### WHAT TO DO
Copy out the lines of the data below, unchanged, from the line containing "search for wristband" through the line containing "left=769, top=244, right=800, bottom=267", with both of those lines included.
* START DATA SHOWN *
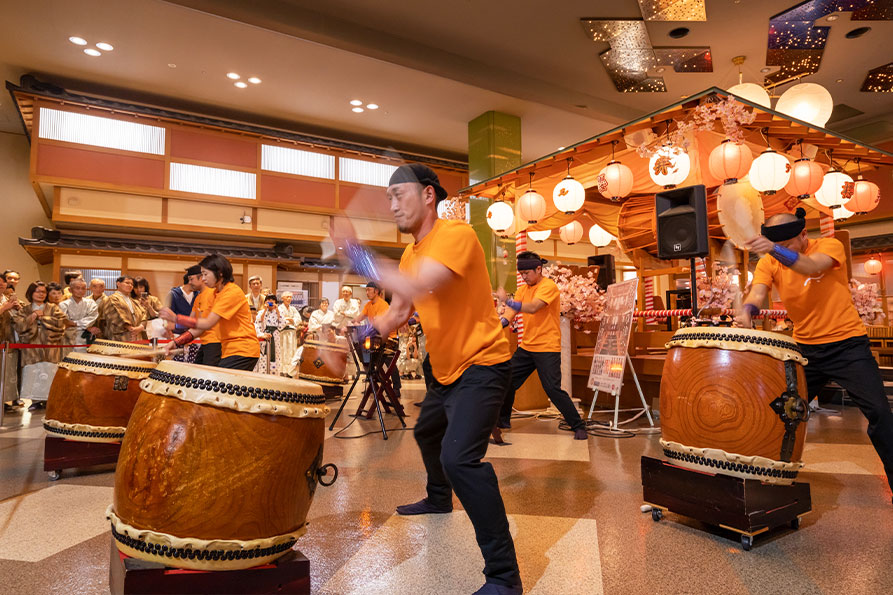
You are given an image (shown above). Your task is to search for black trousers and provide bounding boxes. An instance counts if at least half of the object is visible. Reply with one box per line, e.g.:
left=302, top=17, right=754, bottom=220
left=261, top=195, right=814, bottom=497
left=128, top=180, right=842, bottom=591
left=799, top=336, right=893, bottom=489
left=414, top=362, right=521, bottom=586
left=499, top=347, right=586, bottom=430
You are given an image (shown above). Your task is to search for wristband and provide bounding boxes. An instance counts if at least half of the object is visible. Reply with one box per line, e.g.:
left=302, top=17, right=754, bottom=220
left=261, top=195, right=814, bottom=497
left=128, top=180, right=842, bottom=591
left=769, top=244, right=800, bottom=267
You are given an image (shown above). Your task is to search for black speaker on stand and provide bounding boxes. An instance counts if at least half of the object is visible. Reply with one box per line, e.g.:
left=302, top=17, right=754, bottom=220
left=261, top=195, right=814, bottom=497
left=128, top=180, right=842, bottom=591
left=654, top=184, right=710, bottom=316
* END DATA SHOWN *
* START DATA SHOWN *
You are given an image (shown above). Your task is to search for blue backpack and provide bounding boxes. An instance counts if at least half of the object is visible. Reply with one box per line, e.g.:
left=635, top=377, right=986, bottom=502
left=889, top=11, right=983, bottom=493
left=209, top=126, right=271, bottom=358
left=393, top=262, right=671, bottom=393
* END DATA SHOWN *
### REPLY
You are given an image (shown above). Your task is to search for wristband and provide bounding boxes. An instance counts if at least half of the object is visible. Reply with one box per line, e.g.:
left=302, top=17, right=754, bottom=220
left=261, top=195, right=814, bottom=497
left=128, top=180, right=842, bottom=591
left=769, top=244, right=800, bottom=267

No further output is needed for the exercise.